• _What you need to do_:
Reproduce the closing part of the entries exactly: the line with "Note: in this drill the class marks the woman in dark" and all lines after it, ending with the last line, and nothing else.

• _Dataset records_:
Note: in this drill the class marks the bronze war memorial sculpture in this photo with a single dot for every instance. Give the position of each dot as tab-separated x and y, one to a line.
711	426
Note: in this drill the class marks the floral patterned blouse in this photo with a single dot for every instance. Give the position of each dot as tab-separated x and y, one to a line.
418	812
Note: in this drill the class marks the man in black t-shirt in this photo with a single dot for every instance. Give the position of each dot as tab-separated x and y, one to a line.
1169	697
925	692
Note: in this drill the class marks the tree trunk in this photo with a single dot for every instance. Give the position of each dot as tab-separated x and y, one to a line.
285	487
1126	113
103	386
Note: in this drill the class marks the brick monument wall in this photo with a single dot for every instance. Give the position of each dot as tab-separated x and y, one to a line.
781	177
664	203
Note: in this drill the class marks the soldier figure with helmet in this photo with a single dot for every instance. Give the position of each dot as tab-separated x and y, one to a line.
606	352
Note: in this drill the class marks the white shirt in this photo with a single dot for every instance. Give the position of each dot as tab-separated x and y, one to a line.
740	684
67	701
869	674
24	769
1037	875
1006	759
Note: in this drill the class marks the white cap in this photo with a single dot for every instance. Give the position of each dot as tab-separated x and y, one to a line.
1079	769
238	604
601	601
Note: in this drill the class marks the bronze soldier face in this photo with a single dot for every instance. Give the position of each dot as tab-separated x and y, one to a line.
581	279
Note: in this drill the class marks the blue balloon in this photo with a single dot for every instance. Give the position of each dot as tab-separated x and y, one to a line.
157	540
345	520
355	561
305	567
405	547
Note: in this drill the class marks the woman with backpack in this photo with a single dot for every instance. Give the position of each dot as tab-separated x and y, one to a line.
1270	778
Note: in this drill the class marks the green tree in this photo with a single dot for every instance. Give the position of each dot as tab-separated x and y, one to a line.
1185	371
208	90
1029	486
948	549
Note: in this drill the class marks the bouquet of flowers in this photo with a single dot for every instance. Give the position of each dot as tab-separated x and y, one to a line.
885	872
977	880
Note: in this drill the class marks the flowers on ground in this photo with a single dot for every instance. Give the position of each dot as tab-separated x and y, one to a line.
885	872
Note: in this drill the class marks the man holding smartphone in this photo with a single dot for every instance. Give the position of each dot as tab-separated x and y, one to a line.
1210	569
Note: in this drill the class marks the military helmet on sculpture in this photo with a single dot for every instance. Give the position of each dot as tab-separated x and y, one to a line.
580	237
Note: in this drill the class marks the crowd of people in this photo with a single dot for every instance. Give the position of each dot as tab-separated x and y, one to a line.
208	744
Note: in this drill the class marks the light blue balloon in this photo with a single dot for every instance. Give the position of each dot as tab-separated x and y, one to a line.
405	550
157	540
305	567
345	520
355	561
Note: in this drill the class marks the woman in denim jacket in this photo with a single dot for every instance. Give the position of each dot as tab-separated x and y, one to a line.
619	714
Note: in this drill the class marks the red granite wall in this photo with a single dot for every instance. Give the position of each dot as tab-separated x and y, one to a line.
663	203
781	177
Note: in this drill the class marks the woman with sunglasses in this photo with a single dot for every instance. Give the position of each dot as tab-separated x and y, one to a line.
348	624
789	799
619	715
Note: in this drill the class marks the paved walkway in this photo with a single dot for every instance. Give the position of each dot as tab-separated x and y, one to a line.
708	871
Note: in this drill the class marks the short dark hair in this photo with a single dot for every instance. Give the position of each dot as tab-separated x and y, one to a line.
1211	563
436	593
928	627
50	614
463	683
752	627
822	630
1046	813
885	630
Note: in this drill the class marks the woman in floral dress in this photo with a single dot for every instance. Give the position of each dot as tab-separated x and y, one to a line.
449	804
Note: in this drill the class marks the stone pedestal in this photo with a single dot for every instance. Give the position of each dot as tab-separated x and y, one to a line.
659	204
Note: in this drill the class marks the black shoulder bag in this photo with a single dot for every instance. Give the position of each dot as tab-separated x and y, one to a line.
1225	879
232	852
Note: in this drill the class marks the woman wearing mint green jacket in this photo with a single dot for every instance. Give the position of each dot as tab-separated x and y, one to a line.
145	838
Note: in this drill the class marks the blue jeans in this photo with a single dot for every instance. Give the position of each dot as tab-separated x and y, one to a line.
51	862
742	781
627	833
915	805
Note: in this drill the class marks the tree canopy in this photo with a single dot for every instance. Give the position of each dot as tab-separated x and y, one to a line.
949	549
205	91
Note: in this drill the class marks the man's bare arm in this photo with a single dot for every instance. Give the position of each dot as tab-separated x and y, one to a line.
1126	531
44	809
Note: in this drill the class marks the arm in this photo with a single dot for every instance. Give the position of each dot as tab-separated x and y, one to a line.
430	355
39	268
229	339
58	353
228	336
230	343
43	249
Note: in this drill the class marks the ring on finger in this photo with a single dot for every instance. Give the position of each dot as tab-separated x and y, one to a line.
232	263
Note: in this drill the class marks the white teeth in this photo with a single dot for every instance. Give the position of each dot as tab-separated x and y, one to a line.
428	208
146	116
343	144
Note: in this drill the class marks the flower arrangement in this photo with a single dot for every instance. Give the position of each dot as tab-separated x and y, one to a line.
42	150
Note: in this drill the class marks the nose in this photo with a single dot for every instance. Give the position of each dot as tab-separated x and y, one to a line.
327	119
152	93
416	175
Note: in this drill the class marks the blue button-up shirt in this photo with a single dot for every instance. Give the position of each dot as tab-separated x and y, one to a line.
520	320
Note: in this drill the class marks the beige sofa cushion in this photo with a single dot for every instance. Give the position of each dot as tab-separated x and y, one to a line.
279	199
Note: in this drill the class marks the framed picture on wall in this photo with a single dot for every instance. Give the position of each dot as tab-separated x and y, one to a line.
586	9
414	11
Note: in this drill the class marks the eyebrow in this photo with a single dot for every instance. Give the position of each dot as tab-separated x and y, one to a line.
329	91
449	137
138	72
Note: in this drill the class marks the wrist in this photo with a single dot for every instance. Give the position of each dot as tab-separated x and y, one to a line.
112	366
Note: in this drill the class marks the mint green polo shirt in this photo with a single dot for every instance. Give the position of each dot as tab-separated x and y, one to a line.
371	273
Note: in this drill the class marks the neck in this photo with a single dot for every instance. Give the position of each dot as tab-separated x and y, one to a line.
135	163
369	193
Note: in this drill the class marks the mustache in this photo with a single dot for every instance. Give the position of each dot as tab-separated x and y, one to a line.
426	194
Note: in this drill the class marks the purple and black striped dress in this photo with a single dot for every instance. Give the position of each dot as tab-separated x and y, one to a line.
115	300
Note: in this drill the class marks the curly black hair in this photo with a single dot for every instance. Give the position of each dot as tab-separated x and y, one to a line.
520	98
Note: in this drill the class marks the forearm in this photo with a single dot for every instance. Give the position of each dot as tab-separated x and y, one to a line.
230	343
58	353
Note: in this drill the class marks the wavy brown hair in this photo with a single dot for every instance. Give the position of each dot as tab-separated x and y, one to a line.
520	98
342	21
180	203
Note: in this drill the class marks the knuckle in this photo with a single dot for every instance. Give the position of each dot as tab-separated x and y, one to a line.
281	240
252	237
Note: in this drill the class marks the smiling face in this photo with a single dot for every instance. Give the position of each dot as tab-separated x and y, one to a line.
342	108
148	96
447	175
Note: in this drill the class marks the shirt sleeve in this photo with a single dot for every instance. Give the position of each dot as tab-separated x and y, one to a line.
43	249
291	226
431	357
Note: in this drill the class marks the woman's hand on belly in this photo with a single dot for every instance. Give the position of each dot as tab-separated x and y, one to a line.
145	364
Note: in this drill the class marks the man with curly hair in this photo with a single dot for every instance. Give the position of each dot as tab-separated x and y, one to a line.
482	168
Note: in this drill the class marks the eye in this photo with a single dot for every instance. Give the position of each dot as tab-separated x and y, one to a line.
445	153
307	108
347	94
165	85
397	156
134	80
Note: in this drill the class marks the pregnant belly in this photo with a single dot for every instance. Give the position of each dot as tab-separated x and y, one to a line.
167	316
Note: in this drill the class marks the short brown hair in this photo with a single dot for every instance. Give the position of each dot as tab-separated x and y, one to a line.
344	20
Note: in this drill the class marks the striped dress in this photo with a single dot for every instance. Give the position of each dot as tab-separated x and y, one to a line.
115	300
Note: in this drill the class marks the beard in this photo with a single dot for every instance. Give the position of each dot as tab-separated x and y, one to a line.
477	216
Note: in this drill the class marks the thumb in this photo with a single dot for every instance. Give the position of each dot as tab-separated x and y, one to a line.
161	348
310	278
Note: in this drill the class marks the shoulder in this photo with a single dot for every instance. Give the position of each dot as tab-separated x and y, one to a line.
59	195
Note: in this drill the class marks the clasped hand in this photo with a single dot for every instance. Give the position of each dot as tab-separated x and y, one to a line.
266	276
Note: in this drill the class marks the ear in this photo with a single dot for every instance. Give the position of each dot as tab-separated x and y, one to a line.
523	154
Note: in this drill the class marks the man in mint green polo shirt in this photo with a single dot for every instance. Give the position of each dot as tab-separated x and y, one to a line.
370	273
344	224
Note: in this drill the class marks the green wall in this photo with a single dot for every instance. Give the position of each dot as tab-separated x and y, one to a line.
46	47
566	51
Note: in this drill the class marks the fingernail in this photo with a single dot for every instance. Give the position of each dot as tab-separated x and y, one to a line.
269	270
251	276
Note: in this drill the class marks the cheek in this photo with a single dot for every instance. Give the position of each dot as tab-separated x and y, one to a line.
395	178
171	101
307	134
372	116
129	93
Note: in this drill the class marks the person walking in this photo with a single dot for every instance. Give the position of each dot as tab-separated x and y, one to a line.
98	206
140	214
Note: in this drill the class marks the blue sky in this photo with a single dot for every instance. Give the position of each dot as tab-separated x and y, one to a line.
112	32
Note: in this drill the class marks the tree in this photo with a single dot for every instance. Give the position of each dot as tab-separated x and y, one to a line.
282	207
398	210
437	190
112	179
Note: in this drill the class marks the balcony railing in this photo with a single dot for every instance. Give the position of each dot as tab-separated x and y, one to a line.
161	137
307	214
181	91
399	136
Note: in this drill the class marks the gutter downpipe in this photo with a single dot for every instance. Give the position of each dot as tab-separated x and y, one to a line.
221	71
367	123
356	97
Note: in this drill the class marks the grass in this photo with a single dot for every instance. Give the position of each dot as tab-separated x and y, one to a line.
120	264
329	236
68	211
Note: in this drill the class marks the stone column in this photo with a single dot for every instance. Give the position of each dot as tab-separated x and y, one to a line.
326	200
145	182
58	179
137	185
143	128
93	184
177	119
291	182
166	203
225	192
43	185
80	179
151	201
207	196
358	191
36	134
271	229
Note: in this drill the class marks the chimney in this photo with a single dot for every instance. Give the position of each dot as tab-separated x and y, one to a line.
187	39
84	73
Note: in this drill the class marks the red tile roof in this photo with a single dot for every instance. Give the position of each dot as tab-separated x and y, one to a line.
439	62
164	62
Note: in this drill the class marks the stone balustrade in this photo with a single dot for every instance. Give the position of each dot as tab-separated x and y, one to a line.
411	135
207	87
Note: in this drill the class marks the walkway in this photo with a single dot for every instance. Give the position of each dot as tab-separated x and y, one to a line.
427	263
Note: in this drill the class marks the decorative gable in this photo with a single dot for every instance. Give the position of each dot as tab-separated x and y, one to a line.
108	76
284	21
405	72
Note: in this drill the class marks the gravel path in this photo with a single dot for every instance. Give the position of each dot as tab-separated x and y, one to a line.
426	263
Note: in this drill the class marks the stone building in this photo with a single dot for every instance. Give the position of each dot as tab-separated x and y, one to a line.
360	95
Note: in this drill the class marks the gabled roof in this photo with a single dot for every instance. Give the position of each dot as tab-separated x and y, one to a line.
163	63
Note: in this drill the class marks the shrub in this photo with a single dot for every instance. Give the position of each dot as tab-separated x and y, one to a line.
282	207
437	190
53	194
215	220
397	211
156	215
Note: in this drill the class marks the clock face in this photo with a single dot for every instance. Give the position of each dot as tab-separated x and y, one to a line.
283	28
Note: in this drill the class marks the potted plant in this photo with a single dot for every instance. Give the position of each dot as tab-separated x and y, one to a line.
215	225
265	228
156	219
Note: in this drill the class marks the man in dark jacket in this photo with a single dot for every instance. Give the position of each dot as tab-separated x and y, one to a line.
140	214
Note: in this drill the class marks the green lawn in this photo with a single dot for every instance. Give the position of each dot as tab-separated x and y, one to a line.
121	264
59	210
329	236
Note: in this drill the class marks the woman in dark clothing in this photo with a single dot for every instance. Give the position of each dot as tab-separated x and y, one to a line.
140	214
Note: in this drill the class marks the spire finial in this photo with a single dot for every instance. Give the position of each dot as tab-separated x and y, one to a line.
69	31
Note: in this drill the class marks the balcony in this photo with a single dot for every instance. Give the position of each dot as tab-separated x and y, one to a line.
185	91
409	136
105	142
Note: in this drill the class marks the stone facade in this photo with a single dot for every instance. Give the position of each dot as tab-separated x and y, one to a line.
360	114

• _Answer below_:
Note: in this drill the class marks the woman in dark clothing in this photo with a single dot for every instance. Give the position of each dot as tab-separated x and y, one to a line.
140	214
Note: in this drill the class marks the spire finial in this photo with a single dot for every instance. Give the position of each dot as tab-separated x and y, one to a line.
69	31
Note: in this drill the class marks the balcony in this photo with a single dot for every instance. Give the position of each dot as tab-separated x and y, one to a line.
185	91
409	136
105	142
Note: in this drill the class marks the stone facade in this photo with a single dot for every instance. Give the position of each dot as tab-separated x and y, one to a line.
360	114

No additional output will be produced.